- _What you are asked to do_
Report how many lines in the records below contain the word "cloud". Nothing else belongs in the answer.

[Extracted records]
☆ ☆ ☆ ☆ ☆ ☆ ☆
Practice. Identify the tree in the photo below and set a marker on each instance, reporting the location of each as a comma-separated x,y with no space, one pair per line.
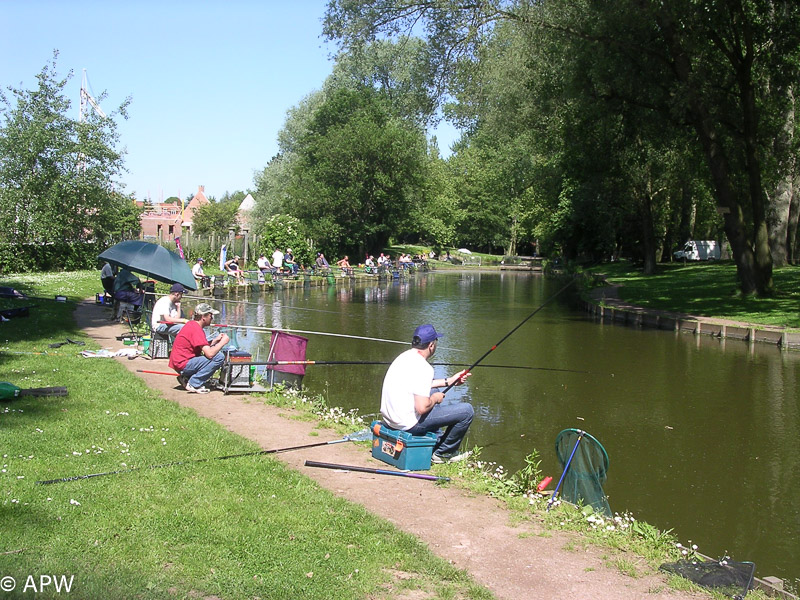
358,171
217,217
723,70
56,174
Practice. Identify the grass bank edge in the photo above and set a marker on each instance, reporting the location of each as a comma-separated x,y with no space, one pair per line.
186,530
706,289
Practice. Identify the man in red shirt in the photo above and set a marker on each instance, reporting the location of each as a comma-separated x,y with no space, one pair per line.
193,355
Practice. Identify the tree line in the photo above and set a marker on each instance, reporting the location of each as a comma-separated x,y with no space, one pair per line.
591,130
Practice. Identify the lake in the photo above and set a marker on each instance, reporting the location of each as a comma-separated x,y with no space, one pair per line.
702,433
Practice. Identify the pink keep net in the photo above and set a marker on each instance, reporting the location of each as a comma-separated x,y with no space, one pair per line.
285,346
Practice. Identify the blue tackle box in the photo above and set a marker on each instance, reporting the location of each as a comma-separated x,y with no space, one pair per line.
400,449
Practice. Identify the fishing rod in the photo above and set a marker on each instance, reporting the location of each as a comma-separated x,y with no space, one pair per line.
370,362
355,337
266,305
311,463
359,436
506,336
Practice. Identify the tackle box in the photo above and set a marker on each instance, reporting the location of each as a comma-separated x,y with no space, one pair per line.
234,373
400,449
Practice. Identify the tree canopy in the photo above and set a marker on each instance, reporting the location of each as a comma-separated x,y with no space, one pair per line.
58,175
607,108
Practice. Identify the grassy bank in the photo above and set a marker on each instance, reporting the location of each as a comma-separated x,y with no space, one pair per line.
708,289
254,529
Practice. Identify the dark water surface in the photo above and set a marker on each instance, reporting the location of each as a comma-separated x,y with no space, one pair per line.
703,435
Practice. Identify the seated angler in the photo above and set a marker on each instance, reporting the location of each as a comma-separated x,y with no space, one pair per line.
199,275
408,403
193,355
167,317
233,269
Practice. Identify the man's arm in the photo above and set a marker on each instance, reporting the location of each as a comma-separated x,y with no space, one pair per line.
210,351
424,404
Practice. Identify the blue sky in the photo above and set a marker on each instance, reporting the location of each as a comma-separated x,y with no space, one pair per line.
210,82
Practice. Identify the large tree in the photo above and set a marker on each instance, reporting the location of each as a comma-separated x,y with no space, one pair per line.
358,170
721,69
57,175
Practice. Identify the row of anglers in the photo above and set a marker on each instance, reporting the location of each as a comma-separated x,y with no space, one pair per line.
285,263
411,398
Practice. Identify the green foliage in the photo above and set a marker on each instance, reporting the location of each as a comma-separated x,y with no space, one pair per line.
249,527
708,290
57,174
359,169
648,111
216,217
285,231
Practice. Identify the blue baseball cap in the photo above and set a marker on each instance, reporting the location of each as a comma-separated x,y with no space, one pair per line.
426,334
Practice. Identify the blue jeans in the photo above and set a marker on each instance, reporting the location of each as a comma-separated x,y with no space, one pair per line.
170,330
200,369
455,418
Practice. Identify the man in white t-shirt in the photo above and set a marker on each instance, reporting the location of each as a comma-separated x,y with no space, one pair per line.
199,274
277,259
407,401
167,313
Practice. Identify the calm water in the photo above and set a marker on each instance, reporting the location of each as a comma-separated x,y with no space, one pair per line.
703,435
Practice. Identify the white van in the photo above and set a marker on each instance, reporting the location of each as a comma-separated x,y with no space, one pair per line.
698,250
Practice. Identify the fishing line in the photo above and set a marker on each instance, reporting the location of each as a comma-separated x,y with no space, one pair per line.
312,463
354,337
506,336
359,436
264,304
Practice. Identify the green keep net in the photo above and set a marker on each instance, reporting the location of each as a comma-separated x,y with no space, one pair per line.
582,483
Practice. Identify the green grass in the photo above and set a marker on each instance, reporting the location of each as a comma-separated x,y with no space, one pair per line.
250,528
709,290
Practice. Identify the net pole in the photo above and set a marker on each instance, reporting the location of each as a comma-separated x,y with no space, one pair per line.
566,468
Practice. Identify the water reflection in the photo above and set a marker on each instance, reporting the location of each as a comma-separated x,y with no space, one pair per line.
701,432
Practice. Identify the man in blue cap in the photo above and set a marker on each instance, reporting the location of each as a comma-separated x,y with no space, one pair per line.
167,317
408,403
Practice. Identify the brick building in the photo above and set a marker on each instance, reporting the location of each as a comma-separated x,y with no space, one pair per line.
167,220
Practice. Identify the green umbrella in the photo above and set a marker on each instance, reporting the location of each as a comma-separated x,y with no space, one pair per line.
152,260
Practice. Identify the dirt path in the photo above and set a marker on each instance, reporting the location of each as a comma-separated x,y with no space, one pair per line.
473,533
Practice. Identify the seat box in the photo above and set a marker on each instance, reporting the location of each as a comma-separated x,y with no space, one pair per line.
400,449
237,375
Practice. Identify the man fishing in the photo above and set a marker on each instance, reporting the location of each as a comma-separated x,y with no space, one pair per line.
193,355
408,403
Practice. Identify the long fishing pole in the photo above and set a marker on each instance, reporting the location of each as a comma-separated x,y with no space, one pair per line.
311,463
506,336
354,337
266,305
367,362
359,436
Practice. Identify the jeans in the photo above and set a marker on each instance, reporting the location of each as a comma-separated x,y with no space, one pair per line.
199,369
170,330
455,418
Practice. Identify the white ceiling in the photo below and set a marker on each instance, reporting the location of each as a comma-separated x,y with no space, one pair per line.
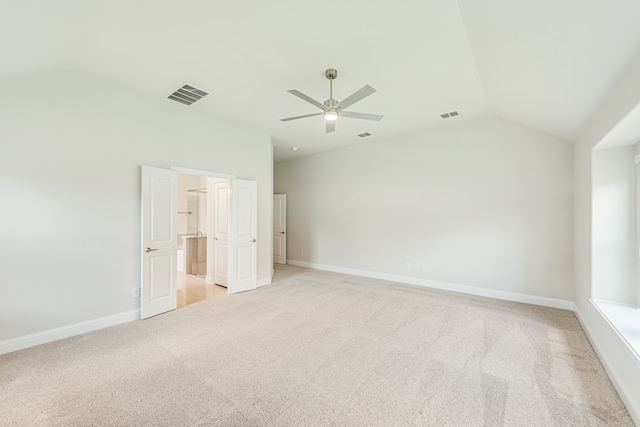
539,63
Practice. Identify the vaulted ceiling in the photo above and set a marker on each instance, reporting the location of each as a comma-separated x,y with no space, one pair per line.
544,64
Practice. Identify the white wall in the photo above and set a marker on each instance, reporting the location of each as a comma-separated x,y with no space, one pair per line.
620,363
614,225
71,147
485,204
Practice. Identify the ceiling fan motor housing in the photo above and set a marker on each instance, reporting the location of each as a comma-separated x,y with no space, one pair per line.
331,73
330,103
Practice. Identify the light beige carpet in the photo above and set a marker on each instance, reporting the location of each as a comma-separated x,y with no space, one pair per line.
320,349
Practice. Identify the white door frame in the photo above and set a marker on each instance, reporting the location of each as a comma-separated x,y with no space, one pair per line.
210,212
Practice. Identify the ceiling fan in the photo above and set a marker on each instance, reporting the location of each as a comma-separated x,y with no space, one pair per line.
332,109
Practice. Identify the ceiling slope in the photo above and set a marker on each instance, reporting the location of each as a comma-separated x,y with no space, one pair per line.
549,64
542,64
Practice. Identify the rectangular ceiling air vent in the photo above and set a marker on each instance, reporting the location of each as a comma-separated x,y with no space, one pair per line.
187,95
450,114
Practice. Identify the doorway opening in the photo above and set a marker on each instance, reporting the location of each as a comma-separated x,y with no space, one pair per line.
197,255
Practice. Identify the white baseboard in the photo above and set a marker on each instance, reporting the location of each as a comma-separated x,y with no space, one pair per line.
490,293
44,337
265,281
618,361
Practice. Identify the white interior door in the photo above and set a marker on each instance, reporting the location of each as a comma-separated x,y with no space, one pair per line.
159,241
280,228
221,232
244,259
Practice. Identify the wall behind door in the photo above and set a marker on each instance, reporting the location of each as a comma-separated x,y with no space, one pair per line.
70,157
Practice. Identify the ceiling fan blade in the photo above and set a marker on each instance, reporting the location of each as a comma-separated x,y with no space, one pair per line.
307,98
363,116
331,126
301,117
355,97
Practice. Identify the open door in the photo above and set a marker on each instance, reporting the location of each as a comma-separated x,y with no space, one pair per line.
280,228
244,253
221,232
159,241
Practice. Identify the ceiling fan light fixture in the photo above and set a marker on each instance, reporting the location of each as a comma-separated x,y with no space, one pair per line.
330,115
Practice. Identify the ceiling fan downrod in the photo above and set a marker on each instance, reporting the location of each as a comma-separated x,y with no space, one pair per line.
331,74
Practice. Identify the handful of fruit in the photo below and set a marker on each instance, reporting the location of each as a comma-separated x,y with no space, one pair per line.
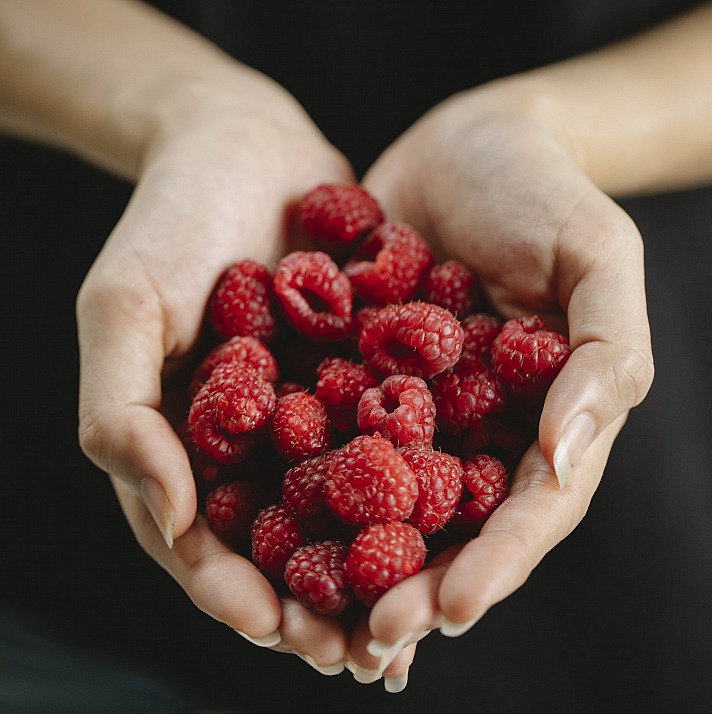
362,408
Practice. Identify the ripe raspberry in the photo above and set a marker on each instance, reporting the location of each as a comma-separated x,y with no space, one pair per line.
402,257
232,508
414,338
315,295
275,535
240,348
339,212
229,410
451,285
340,386
241,302
527,356
439,487
465,394
381,556
316,576
299,426
486,486
400,409
369,482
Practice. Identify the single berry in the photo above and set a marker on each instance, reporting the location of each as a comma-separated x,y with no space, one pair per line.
414,338
370,482
299,426
401,258
315,295
275,535
340,386
451,285
241,303
316,576
401,408
439,487
381,556
229,410
339,212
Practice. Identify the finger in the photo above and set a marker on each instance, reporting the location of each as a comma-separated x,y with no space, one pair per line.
221,583
611,367
530,522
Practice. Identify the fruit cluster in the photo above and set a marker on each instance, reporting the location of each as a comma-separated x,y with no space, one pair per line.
361,407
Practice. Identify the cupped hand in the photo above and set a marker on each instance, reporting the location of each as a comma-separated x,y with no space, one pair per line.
499,192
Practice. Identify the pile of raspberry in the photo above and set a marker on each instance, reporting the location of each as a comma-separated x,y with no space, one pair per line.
360,407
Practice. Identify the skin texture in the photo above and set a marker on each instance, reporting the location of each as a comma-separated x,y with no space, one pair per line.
510,178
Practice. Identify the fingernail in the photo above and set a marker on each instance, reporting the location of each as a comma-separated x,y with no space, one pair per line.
396,684
367,676
577,437
329,669
274,638
159,507
455,629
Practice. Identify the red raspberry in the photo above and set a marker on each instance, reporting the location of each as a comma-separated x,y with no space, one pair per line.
275,535
439,487
415,338
299,426
340,386
315,295
527,356
316,575
402,257
486,486
339,212
241,302
465,394
451,285
229,410
381,556
232,508
401,409
369,482
240,348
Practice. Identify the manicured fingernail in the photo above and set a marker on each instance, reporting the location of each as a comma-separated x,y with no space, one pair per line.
396,684
274,638
367,676
329,669
455,629
159,507
577,437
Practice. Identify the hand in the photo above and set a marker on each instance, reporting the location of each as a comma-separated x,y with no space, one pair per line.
500,193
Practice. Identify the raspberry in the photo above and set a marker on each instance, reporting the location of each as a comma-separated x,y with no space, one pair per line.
527,356
451,285
240,348
486,486
229,410
439,487
339,212
414,338
232,508
275,535
241,302
315,295
316,576
402,257
382,555
299,426
369,482
340,386
465,394
401,409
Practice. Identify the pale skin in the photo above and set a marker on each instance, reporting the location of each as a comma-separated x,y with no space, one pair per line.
512,178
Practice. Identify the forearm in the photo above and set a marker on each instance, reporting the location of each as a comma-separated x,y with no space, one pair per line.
637,117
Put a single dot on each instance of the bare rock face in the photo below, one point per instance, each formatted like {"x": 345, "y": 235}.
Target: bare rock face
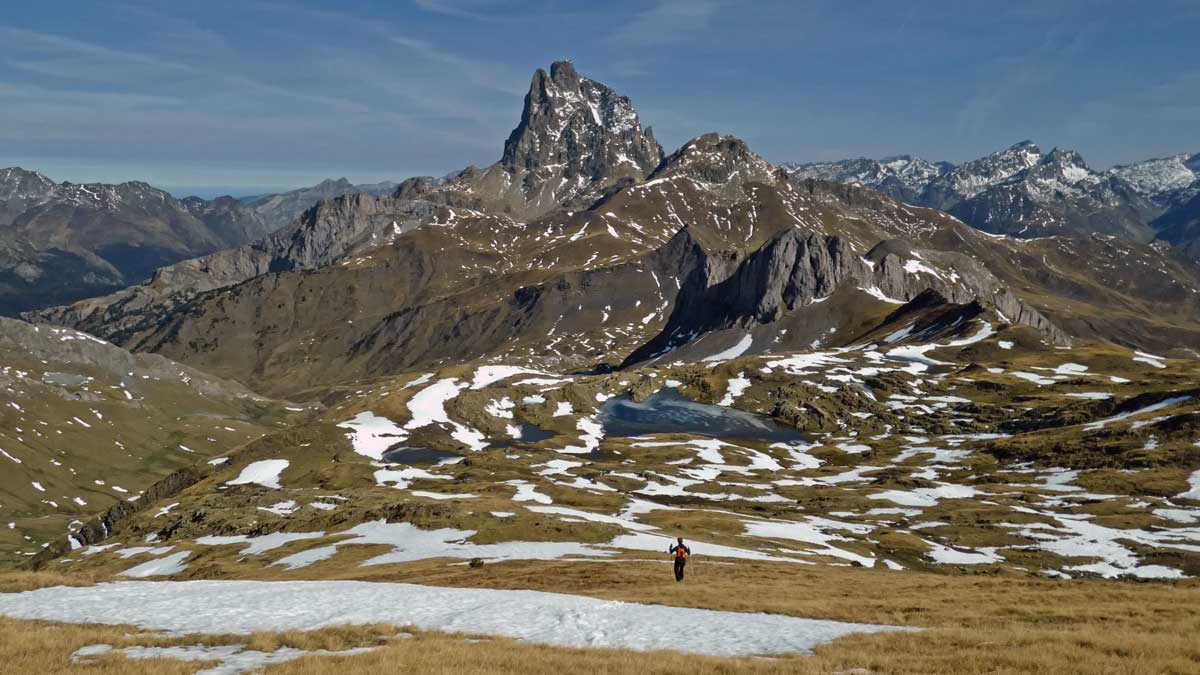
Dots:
{"x": 576, "y": 139}
{"x": 797, "y": 269}
{"x": 579, "y": 127}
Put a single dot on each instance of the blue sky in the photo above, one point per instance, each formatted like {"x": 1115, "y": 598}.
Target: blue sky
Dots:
{"x": 255, "y": 95}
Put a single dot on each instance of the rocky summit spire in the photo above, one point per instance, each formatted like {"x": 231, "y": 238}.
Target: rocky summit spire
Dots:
{"x": 581, "y": 129}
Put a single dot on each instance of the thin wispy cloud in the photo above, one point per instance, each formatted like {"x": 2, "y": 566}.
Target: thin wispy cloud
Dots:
{"x": 433, "y": 85}
{"x": 667, "y": 21}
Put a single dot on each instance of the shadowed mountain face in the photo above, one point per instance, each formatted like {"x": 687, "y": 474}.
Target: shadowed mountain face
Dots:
{"x": 586, "y": 248}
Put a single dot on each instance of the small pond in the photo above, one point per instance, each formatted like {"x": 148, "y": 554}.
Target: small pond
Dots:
{"x": 413, "y": 457}
{"x": 529, "y": 434}
{"x": 667, "y": 411}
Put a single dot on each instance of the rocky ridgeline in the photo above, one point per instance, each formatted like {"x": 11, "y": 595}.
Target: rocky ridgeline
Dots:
{"x": 1025, "y": 192}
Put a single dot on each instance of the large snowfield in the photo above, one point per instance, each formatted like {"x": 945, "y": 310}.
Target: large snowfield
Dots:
{"x": 533, "y": 616}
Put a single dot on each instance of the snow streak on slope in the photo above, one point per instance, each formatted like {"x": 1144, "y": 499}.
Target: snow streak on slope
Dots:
{"x": 533, "y": 616}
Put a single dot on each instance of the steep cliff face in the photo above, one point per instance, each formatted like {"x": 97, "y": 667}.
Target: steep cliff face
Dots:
{"x": 798, "y": 269}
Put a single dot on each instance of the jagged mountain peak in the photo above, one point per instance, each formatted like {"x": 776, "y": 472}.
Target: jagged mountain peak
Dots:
{"x": 1158, "y": 177}
{"x": 16, "y": 181}
{"x": 581, "y": 125}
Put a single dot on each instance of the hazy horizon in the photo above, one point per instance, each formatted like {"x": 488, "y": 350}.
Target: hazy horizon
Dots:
{"x": 251, "y": 97}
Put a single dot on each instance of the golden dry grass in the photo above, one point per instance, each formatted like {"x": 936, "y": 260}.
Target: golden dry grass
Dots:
{"x": 973, "y": 623}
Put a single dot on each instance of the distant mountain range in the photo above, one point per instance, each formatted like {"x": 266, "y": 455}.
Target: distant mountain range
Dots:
{"x": 587, "y": 246}
{"x": 1025, "y": 192}
{"x": 61, "y": 242}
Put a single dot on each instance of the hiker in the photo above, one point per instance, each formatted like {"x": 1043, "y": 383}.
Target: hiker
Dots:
{"x": 681, "y": 551}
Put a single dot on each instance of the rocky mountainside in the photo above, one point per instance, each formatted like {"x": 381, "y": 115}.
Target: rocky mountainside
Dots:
{"x": 1025, "y": 192}
{"x": 60, "y": 242}
{"x": 903, "y": 177}
{"x": 84, "y": 424}
{"x": 281, "y": 209}
{"x": 582, "y": 248}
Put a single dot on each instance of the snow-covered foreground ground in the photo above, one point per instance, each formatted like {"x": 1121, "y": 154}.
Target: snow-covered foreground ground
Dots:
{"x": 534, "y": 616}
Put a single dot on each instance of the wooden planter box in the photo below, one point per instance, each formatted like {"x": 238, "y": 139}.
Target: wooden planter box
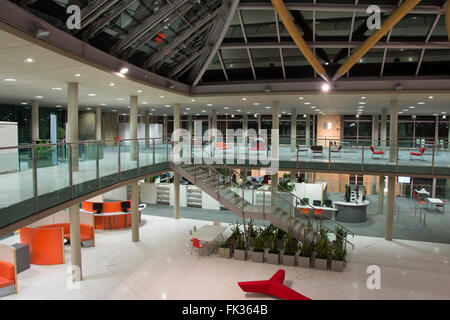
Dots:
{"x": 258, "y": 256}
{"x": 240, "y": 254}
{"x": 321, "y": 264}
{"x": 304, "y": 262}
{"x": 289, "y": 260}
{"x": 273, "y": 258}
{"x": 337, "y": 265}
{"x": 225, "y": 253}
☆ ☆ ☆ ☆ ☆ ☆ ☆
- _Exercise output_
2